_Exercise text_:
On 4 March, 2015, the US Food and Drug Administration (FDA) expanded the approved use of nivolumab (Opdivo) to treat patients with advanced (metastatic) squamous non-small cell lung cancer (NSCLC) with progression on or after platinum-based chemotherapy. Nivolumab is a PD-1 pathway inhibitor.
Nivolumab’s efficacy to treat squamous NSCLC was established in a randomised trial of 272 participants, of whom 135 received nivolumab and 137 received docetaxel. The trial was designed to measure the overall survival. On average, participants who received nivolumab lived 3.2 months longer than those participants who received docetaxel.
“The FDA worked proactively with the company to facilitate the early submission and review of this important clinical trial when results first became available in late December 2014,” said Dr Richard Pazdur, director of the Office of Hematology and Oncology Products in the FDA’s Center for Drug Evaluation and Research.
The safety and efficacy of nivolumab to treat squamous NSCLC was supported by a single-arm trial of 117 participants who had progressed after receiving a platinum-based therapy and at least one additional systemic regimen. The study was designed to measure objective response rate (ORR). Results showed 15% of participants experienced ORR, of whom 59% had response durations of six months or longer.
The most common side effects of nivolumab are fatigue, shortness of breath, musculoskeletal pain, decreased appetite, cough, nausea and constipation. The most serious side effects are severe immune-mediated side effects involving healthy organs, including the lung, colon, liver, kidneys and hormone-producing glands.
Nivolumab for squamous NSCLC was reviewed under the FDA’s priority review programme, which provides for an expedited review of drugs that treat serious conditions and, if approved, would provide significant improvement in safety or effectiveness in the treatment of a serious condition. Nivolumab is being approved more than three months ahead of the prescription drug user fee goal date of 22 June, 2015, the date when the agency was scheduled to complete its review of the application.
The FDA previously approved nivolumab to treat patients with unresectable or metastatic melanoma who no longer respond to other drugs.
Opdivo is marketed by Princeton, New Jersey-based Bristol-Myers Squibb.

_Brief 1_:
For each statement below, say whether it agrees with the text on nivolumab's approval. Answer yes or no and quote the words of the text that decide it.
(a) The randomized trial had 272 participants.
(b) The single-arm trial was designed to measure overall survival.
(c) Before this approval, the FDA had not approved nivolumab for any use.
_Brief 2_:
Answer these questions from the text on nivolumab's approval.
(a) How many participants received docetaxel in the randomized trial?
(b) What was the prescription drug user fee goal date?
(c) Where is Bristol-Myers Squibb based?
_Brief 3_:
Print the part of the text on nivolumab's approval that starts at "Nivolumab for squamous" and runs up to and including "of the application.".

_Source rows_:
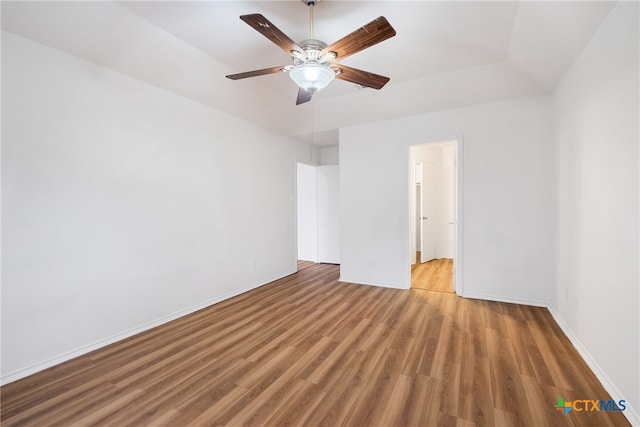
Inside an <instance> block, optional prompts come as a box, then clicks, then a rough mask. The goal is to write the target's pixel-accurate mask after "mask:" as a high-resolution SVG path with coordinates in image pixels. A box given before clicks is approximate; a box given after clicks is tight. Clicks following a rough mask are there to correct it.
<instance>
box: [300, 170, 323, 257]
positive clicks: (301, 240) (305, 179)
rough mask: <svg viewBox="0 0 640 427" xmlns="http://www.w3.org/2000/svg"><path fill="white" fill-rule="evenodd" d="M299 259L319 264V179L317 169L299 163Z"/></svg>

* * *

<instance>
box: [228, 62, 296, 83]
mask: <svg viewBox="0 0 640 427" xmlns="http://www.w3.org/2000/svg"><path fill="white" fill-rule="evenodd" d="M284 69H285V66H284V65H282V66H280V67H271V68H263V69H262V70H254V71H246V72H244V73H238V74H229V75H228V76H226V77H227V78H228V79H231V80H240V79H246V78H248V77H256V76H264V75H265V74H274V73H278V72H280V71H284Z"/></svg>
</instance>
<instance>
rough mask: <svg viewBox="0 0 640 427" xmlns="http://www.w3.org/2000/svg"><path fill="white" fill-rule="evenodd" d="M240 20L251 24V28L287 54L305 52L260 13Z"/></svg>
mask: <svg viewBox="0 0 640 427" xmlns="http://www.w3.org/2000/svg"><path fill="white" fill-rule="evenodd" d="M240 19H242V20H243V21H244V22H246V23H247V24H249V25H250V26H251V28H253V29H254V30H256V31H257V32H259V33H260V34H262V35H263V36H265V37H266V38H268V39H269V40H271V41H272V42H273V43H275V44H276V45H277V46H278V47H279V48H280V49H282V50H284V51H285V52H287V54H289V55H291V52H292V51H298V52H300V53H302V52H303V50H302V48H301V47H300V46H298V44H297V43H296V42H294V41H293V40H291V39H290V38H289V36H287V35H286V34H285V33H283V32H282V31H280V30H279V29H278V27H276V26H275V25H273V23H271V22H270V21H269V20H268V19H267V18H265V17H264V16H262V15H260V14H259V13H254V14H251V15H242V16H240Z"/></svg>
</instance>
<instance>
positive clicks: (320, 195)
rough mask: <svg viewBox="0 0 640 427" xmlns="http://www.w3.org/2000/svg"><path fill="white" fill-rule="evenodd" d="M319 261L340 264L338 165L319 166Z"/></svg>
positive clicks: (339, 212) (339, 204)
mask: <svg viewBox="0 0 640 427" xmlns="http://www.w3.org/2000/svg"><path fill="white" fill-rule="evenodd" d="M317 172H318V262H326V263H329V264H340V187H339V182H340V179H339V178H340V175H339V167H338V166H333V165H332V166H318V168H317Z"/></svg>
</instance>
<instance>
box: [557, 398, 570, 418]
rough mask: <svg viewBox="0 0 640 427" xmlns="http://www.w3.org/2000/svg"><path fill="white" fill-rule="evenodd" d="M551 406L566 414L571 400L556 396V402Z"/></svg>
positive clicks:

_Response area 1_:
(a) Yes: "a randomised trial of 272 participants"
(b) No: "The study was designed to measure objective response rate (ORR)."
(c) No: "The FDA previously approved nivolumab to treat patients with unresectable or metastatic melanoma who no longer respond to other drugs."

_Response area 2_:
(a) 137
(b) 22 June, 2015
(c) Princeton, New Jersey

_Response area 3_:
Nivolumab for squamous NSCLC was reviewed under the FDA’s priority review programme, which provides for an expedited review of drugs that treat serious conditions and, if approved, would provide significant improvement in safety or effectiveness in the treatment of a serious condition. Nivolumab is being approved more than three months ahead of the prescription drug user fee goal date of 22 June, 2015, the date when the agency was scheduled to complete its review of the application.